## WORK TASK
Determine which lines of the records include the word "bridge", and copy them.

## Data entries
-- -- --

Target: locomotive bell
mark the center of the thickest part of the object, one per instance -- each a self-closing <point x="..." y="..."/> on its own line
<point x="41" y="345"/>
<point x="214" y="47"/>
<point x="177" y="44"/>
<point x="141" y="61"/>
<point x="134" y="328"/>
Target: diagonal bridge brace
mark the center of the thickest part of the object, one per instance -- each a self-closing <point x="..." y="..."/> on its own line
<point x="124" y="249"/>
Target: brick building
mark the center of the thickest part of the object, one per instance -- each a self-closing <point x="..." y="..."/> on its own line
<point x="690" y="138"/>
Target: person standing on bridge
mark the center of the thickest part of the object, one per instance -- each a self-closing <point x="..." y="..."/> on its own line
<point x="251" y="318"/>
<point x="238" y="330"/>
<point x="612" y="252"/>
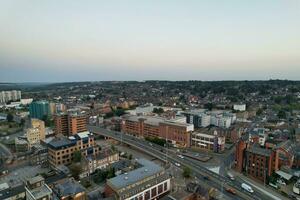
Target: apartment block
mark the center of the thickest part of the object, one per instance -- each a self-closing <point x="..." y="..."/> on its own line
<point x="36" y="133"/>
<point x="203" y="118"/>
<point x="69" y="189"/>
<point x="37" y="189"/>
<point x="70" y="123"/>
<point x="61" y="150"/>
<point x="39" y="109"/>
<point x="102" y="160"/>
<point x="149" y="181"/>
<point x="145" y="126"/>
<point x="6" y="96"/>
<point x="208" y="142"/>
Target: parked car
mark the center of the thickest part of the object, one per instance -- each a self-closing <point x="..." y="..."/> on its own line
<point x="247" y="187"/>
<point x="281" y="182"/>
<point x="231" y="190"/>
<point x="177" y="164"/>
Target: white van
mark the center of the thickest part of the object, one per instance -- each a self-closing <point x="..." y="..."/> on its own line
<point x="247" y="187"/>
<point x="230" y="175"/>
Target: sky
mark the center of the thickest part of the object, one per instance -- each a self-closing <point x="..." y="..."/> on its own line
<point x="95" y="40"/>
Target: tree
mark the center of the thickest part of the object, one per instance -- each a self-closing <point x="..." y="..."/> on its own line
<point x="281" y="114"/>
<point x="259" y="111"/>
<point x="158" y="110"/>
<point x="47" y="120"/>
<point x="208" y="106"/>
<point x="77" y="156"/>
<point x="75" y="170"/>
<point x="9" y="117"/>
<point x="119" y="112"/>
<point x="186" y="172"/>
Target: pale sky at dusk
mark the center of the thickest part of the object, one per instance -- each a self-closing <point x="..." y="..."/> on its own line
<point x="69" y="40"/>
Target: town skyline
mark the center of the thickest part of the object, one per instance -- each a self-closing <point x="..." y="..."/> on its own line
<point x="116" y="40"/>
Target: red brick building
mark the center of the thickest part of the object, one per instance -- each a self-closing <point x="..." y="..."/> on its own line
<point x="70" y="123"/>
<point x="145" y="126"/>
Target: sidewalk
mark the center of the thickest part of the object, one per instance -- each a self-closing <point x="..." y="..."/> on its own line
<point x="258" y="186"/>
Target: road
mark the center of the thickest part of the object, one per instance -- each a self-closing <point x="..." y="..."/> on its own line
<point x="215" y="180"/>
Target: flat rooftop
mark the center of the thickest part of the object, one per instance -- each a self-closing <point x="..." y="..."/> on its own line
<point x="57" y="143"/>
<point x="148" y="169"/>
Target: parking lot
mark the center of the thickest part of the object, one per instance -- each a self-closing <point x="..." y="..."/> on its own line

-- -- --

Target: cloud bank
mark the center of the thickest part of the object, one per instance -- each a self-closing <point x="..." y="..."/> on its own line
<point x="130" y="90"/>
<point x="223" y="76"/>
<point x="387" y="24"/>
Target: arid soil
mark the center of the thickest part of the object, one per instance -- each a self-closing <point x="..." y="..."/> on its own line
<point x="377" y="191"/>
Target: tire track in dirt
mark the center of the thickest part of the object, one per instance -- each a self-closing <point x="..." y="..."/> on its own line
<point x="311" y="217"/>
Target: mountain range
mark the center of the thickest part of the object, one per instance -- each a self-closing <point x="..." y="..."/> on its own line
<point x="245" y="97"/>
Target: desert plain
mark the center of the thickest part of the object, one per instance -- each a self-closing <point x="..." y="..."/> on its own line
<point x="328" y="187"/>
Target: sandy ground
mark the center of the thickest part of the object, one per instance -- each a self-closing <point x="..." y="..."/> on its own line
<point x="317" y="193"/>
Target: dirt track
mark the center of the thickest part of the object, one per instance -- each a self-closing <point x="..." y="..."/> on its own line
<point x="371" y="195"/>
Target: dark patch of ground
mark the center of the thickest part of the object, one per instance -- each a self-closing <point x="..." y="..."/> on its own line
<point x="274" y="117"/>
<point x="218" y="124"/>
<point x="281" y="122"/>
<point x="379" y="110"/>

-- -- --

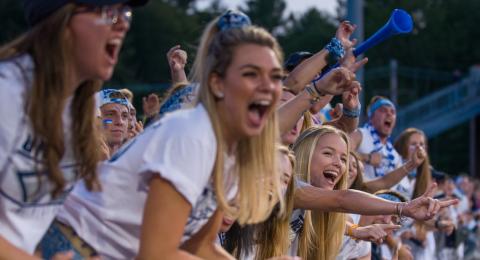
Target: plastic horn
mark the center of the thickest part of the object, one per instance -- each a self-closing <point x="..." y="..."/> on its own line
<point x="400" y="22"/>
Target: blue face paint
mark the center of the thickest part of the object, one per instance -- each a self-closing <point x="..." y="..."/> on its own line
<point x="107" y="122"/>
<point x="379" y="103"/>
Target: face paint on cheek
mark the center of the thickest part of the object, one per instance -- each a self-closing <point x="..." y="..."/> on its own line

-- -- --

## RESPONSE BELOW
Target: diagonal bridge brace
Target: person standing on bridge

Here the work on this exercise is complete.